=== EXERCISE AIM ===
Please print the material below line for line, with no changes. Leave out any images.
--- start of SOURCE MATERIAL ---
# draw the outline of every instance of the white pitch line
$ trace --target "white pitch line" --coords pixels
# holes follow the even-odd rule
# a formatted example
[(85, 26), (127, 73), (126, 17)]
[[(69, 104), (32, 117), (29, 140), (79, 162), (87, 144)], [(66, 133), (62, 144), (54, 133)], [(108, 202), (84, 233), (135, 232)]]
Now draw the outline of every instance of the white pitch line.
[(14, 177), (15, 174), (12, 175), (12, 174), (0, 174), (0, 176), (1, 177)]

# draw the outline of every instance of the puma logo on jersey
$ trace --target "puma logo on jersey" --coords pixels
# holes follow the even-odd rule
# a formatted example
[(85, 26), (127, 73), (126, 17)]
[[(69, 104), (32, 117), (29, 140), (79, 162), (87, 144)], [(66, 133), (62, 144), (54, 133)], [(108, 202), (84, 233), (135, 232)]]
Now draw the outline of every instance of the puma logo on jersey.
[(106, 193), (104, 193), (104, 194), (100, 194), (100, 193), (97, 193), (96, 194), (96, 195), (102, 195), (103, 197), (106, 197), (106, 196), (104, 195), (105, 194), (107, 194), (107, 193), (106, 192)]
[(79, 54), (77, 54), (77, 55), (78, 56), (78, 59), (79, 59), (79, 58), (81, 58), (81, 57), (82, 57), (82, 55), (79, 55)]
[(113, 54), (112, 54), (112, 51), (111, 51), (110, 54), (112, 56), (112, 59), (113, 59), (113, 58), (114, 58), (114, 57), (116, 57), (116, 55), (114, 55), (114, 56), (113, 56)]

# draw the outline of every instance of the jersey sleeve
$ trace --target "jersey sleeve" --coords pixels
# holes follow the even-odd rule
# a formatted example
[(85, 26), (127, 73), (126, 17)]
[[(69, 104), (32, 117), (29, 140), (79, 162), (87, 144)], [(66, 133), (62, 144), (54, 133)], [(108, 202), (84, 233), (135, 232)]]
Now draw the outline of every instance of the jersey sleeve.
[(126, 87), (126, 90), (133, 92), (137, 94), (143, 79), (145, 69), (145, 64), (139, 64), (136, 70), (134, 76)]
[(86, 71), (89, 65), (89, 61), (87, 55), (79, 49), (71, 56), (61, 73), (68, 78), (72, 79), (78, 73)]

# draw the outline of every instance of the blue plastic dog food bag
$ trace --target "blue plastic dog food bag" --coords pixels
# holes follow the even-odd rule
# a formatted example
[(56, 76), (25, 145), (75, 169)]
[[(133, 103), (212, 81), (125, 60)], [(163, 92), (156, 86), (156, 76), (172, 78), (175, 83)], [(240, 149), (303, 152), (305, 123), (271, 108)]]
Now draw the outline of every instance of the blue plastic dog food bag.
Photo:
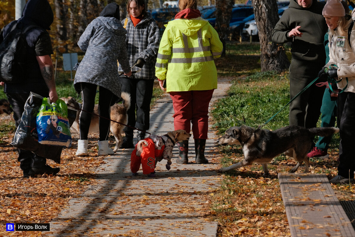
[(41, 144), (67, 147), (71, 145), (67, 107), (62, 100), (51, 104), (49, 98), (44, 97), (37, 114), (36, 123)]

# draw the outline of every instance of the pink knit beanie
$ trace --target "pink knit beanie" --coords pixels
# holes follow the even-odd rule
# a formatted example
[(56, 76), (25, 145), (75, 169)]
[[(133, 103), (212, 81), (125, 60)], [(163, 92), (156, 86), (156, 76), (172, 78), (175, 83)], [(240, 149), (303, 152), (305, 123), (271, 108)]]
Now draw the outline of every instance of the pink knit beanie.
[(345, 10), (342, 4), (342, 0), (328, 0), (323, 8), (322, 14), (328, 16), (344, 16)]

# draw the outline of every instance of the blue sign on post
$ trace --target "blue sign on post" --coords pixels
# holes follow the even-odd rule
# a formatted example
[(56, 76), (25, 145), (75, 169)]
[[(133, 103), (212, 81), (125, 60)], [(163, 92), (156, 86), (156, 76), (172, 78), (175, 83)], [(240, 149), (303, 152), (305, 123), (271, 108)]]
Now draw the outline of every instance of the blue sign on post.
[(70, 71), (70, 79), (72, 81), (73, 75), (71, 71), (73, 70), (73, 68), (77, 63), (77, 53), (63, 54), (63, 69), (64, 71)]

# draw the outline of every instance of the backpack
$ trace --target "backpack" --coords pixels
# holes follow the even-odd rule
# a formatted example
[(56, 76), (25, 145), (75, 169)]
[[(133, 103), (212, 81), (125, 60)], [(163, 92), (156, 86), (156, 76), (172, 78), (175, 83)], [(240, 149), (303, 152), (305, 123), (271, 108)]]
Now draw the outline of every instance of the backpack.
[(351, 22), (349, 26), (349, 29), (348, 29), (348, 40), (349, 41), (349, 44), (350, 45), (350, 48), (351, 48), (351, 43), (350, 43), (350, 36), (351, 34), (351, 31), (353, 30), (353, 27), (354, 25), (354, 21)]
[(24, 33), (36, 27), (20, 29), (16, 23), (0, 43), (0, 81), (18, 83), (23, 80), (27, 45)]

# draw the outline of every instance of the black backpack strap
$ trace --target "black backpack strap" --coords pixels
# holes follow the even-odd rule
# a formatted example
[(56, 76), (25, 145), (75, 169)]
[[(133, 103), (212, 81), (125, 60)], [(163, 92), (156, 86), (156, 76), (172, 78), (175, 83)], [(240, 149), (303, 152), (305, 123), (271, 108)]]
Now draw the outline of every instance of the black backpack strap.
--- end of SOURCE MATERIAL ---
=== TASK SOLUTION ===
# draw the outline of every instance of the white pitch line
$ trace --target "white pitch line" --coords pixels
# holes follow the even-odd rule
# a formatted example
[(85, 26), (127, 73), (126, 17)]
[[(69, 104), (32, 117), (29, 140), (79, 162), (87, 144)], [(66, 133), (62, 144), (54, 133)], [(108, 202), (84, 233), (135, 232)]]
Now draw the outline of every instance of the white pitch line.
[(14, 177), (15, 174), (12, 175), (12, 174), (0, 174), (0, 176), (1, 177)]

# draw the outline of every instance of the puma logo on jersey
$ trace --target "puma logo on jersey" --coords pixels
# holes follow the even-odd rule
# a formatted example
[(85, 26), (127, 73), (126, 17)]
[[(69, 104), (32, 117), (29, 140), (79, 162), (87, 144)], [(66, 133), (62, 144), (54, 133)], [(108, 202), (84, 233), (135, 232)]]
Now draw the outline of every instance of the puma logo on jersey.
[(106, 193), (104, 193), (104, 194), (100, 194), (100, 193), (97, 193), (96, 194), (96, 195), (102, 195), (103, 197), (106, 197), (106, 196), (104, 195), (105, 194), (107, 194), (107, 193), (106, 192)]
[(79, 54), (77, 54), (77, 55), (78, 56), (78, 59), (79, 59), (79, 58), (81, 58), (81, 57), (82, 57), (82, 55), (79, 55)]
[(113, 54), (112, 54), (112, 51), (111, 51), (110, 54), (112, 56), (112, 59), (113, 59), (113, 58), (114, 58), (114, 57), (116, 57), (116, 55), (114, 55), (114, 56), (113, 56)]

# draw the outline of every instance of the jersey sleeve
$ trace --target "jersey sleeve" --coords pixels
# holes follow the even-odd rule
# a formatted example
[(85, 26), (127, 73), (126, 17)]
[[(69, 104), (32, 117), (29, 140), (79, 162), (87, 144)], [(66, 133), (62, 144), (54, 133)], [(108, 202), (84, 233), (135, 232)]]
Now draw the outline of every instance of the jersey sleeve.
[(126, 87), (126, 90), (133, 92), (137, 94), (143, 79), (145, 69), (145, 64), (139, 64), (136, 70), (134, 76)]
[(86, 71), (89, 65), (89, 61), (87, 55), (79, 49), (71, 56), (61, 73), (68, 78), (72, 79), (78, 73)]

# draw the outline of every instance of the blue plastic dog food bag
$ trace --target "blue plastic dog food bag" --coords pixels
# holes follow the even-odd rule
# a formatted example
[(56, 76), (25, 145), (75, 169)]
[[(133, 103), (212, 81), (125, 60)], [(163, 92), (156, 86), (156, 76), (172, 78), (175, 83)], [(240, 149), (303, 152), (305, 123), (271, 108)]]
Now draw the outline of every instance of the blue plastic dog food bag.
Photo:
[(41, 144), (67, 147), (71, 145), (67, 107), (62, 100), (51, 104), (49, 98), (44, 97), (37, 114), (36, 123)]

# draw the outline of every instance of the pink knit beanie
$ trace --target "pink knit beanie" --coords pixels
# holes follow the even-odd rule
# a formatted example
[(56, 76), (25, 145), (75, 169)]
[[(133, 103), (212, 81), (125, 60)], [(163, 92), (156, 86), (156, 76), (172, 78), (175, 83)], [(240, 149), (303, 152), (305, 123), (271, 108)]]
Now draw the outline of every instance of the pink knit beanie.
[(345, 10), (342, 4), (342, 0), (328, 0), (323, 8), (322, 14), (328, 16), (344, 16)]

# draw the outline of every instance of the blue sign on post
$ trace --target "blue sign on post" --coords pixels
# holes follow the even-odd rule
# a formatted example
[(56, 76), (25, 145), (75, 169)]
[[(133, 103), (212, 81), (125, 60)], [(163, 92), (156, 86), (156, 76), (172, 78), (175, 83)], [(240, 149), (303, 152), (305, 123), (271, 108)]]
Now draw the outline of every instance of the blue sign on post.
[(70, 71), (70, 79), (72, 81), (73, 75), (71, 71), (73, 70), (73, 68), (77, 63), (77, 53), (63, 54), (63, 69), (64, 71)]

# draw the outline of every instance of the backpack
$ trace --target "backpack" --coords pixels
# holes follow the even-odd rule
# a formatted example
[(56, 76), (25, 145), (75, 169)]
[[(133, 103), (212, 81), (125, 60)], [(163, 92), (156, 86), (156, 76), (172, 78), (175, 83)], [(240, 149), (303, 152), (305, 123), (271, 108)]]
Now draw the outline of every instance of the backpack.
[(351, 22), (349, 26), (349, 29), (348, 29), (348, 40), (349, 41), (349, 44), (350, 45), (350, 48), (351, 48), (351, 43), (350, 43), (350, 36), (351, 34), (351, 31), (353, 30), (353, 27), (354, 25), (354, 21)]
[(24, 33), (36, 27), (20, 29), (16, 23), (0, 43), (0, 81), (18, 83), (23, 80), (27, 45)]

# draw the outline of every instance of the black backpack strap
$ trace --target "black backpack strap" --coords pixels
# holes follow the even-odd rule
# a formatted example
[(56, 76), (25, 145), (75, 169)]
[[(133, 103), (212, 81), (125, 60)], [(163, 92), (156, 86), (156, 76), (172, 78), (175, 83)], [(240, 149), (303, 152), (305, 123), (271, 108)]]
Now draw the outline of every instance of the black backpack strap.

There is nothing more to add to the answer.